**Goal of the exercise**
Locate each line below containing the string "part" and copy those lines out; the match is case-sensitive.

**Records for the task**
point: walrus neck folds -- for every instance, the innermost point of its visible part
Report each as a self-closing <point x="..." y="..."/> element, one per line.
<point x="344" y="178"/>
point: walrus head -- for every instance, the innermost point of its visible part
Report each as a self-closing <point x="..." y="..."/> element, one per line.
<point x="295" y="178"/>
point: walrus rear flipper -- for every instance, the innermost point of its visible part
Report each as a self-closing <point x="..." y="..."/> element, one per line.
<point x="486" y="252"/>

...

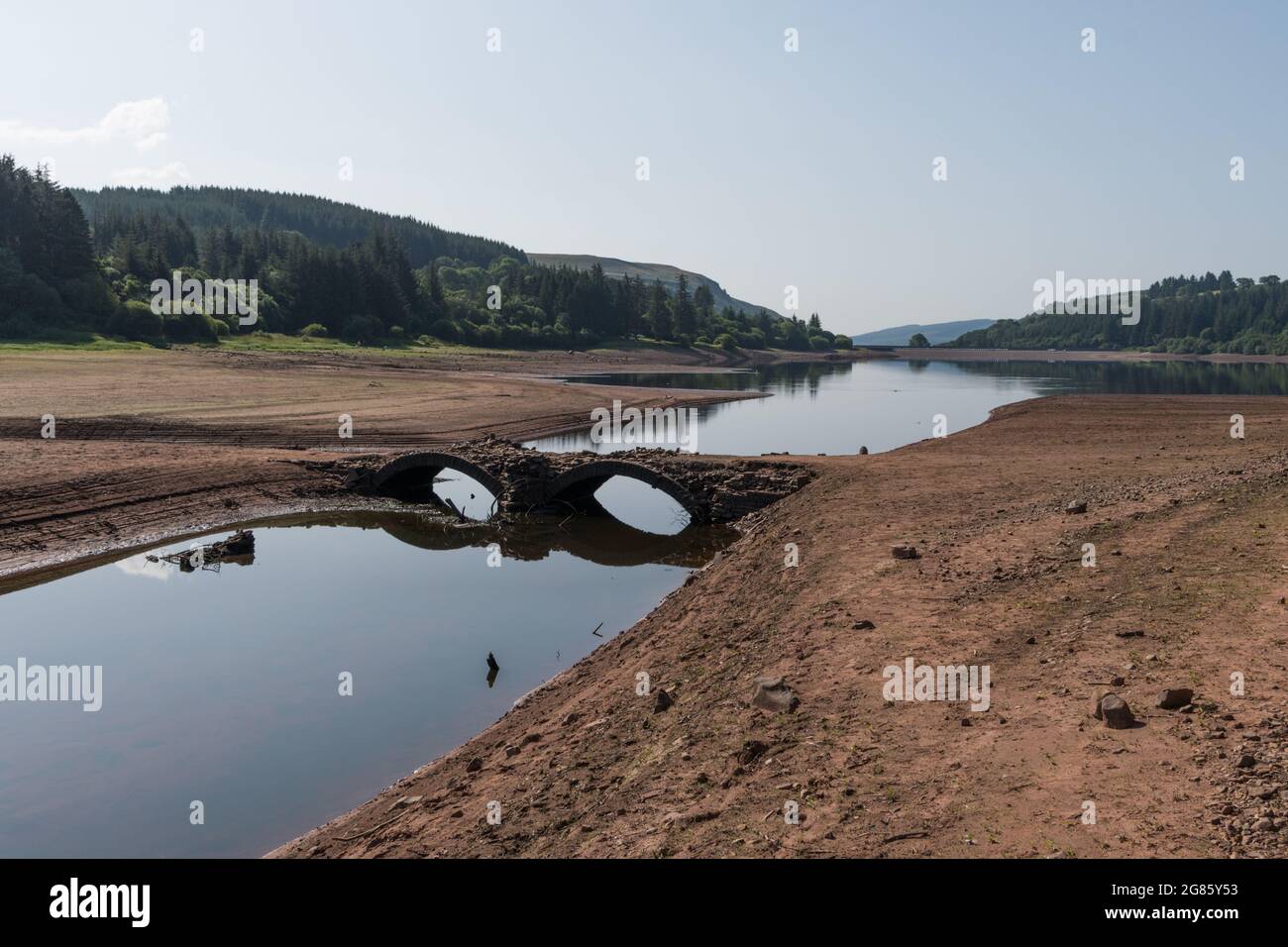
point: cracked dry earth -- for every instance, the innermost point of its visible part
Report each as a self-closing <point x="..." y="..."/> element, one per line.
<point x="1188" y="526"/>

**Task answer**
point: walrus neck folds -- for every instance, the innermost point of its visible part
point: walrus head -- for every instance, the innermost point of its visible part
point: walrus rear flipper -- for every instance, the innermost point of its visible part
point: cracked dry earth -- for every instance, the innermost point of its visible part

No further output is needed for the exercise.